EXERCISE DIRECTIONS: Please rewrite the data below from the line containing "of the power" down to the line containing "Target: car tire", keeping every line in that span, and shift each coordinate in the answers up by 73. Leave all other numbers as they are.

Data entries:

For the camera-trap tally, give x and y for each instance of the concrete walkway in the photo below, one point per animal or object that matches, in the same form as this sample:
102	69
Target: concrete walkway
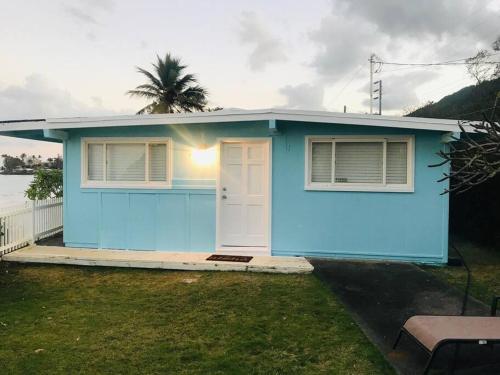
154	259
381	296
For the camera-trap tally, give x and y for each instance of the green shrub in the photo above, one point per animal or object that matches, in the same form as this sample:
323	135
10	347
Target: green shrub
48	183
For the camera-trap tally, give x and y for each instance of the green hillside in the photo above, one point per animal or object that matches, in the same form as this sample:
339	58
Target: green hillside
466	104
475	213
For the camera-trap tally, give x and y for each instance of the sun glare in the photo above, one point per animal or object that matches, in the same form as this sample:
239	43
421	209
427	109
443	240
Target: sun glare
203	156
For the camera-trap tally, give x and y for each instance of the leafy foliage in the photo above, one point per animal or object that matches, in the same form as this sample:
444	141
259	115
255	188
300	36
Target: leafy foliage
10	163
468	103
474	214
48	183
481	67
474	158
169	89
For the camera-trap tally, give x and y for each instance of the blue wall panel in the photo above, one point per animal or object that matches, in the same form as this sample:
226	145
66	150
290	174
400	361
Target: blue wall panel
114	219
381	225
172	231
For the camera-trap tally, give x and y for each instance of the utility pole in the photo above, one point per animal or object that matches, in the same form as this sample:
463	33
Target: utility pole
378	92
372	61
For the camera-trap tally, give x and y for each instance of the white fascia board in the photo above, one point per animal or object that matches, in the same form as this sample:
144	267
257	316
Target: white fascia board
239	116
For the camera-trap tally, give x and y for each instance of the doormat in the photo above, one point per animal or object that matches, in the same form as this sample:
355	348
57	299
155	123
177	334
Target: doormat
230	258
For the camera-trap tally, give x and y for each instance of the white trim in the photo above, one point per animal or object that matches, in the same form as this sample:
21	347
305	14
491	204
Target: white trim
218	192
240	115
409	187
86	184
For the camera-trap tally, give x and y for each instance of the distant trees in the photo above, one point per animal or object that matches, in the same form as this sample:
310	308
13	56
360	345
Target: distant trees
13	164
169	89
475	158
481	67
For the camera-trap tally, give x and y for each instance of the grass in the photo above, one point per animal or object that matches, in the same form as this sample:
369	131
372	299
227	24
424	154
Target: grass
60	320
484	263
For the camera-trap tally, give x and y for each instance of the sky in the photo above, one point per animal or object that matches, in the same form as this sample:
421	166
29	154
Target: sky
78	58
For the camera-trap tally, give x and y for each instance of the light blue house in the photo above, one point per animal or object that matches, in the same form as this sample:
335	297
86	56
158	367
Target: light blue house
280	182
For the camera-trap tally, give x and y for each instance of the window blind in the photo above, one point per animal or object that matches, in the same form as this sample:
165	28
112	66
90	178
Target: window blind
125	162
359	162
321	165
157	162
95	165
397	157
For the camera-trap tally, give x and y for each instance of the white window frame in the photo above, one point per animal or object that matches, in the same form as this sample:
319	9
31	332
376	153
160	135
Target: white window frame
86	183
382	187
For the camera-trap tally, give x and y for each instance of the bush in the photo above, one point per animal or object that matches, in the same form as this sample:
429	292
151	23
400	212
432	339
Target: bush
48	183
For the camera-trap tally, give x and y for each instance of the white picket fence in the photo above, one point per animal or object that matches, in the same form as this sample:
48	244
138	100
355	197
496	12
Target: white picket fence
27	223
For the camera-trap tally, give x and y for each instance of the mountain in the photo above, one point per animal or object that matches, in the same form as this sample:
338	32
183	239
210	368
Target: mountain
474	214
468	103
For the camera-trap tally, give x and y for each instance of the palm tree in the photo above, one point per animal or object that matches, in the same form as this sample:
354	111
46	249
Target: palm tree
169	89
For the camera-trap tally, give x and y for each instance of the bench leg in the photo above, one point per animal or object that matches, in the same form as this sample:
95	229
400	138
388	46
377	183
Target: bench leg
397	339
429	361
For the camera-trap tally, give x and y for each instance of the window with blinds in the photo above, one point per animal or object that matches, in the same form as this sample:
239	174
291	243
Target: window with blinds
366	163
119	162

---

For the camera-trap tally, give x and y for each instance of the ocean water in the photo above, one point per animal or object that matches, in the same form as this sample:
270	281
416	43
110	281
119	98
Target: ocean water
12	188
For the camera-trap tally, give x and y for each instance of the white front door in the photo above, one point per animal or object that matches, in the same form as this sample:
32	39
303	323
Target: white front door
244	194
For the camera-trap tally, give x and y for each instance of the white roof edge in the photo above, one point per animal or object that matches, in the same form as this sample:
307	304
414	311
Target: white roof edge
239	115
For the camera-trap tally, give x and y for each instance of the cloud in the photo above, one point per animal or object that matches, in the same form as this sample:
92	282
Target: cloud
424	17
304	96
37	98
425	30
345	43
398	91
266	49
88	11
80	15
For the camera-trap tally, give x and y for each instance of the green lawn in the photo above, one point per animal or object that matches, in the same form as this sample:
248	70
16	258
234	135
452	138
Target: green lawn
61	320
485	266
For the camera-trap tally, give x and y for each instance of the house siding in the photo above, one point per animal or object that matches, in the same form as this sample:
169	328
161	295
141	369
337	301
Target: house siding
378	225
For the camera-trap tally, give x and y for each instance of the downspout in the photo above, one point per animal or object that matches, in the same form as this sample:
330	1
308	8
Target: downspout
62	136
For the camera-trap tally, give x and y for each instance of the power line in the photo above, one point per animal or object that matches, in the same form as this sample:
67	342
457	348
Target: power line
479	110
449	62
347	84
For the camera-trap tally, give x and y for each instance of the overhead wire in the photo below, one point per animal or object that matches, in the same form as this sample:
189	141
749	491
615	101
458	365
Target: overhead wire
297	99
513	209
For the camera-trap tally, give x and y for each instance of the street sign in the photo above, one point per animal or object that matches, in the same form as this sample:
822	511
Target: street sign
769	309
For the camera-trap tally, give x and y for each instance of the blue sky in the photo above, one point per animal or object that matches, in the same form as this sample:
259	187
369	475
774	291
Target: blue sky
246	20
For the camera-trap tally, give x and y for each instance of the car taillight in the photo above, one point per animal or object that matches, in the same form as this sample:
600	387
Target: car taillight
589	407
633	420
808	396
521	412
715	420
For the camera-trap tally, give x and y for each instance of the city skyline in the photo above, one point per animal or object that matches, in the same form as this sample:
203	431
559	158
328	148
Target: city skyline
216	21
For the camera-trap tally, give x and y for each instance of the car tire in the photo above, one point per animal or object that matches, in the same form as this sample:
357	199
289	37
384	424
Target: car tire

CORRECT ANSWER:
For the camera-trap tally, give x and y for each instance of the power line in the photo above, one point per animal or object that matches, in the same form as this sample:
67	342
457	348
Target: power line
552	183
522	135
420	157
For the camera-trap tally, give x and y for each instance of the overhead wire in the photo below, one point per animal or object that matches, in the same form as this sample:
189	141
749	491
615	101
458	365
Target: overhead wire
370	172
586	282
For the camera-trap tally, give x and y for each instance of the street sign in the photo above, one point per animal or object that matches, in the same form as this sample:
822	511
Target: street sign
842	382
For the camera-trap tally, give x and y for each instance of the blue sky in the photo above, one point per animal or object that matches, in the same form as this sample:
259	187
369	475
774	291
Target: blue sky
319	93
For the camera-trap tally, give x and y for each instance of the car taillight in the photo above, one point per animal or object that matches, in the same form as this sample:
600	387
Target: car taillight
662	480
706	493
881	469
594	485
788	493
For the camera-trap tally, give x and y for each instance of the city skyline in the photo above, one point per animal or object that matches, in the same form as this sample:
203	431
559	158
328	148
Target: city skyline
289	94
For the camera-trap tally, give x and y for each instance of the car tire in the photo above, one point per animal or object that matches, in the same form as this sample:
357	199
289	37
384	424
Target: car tire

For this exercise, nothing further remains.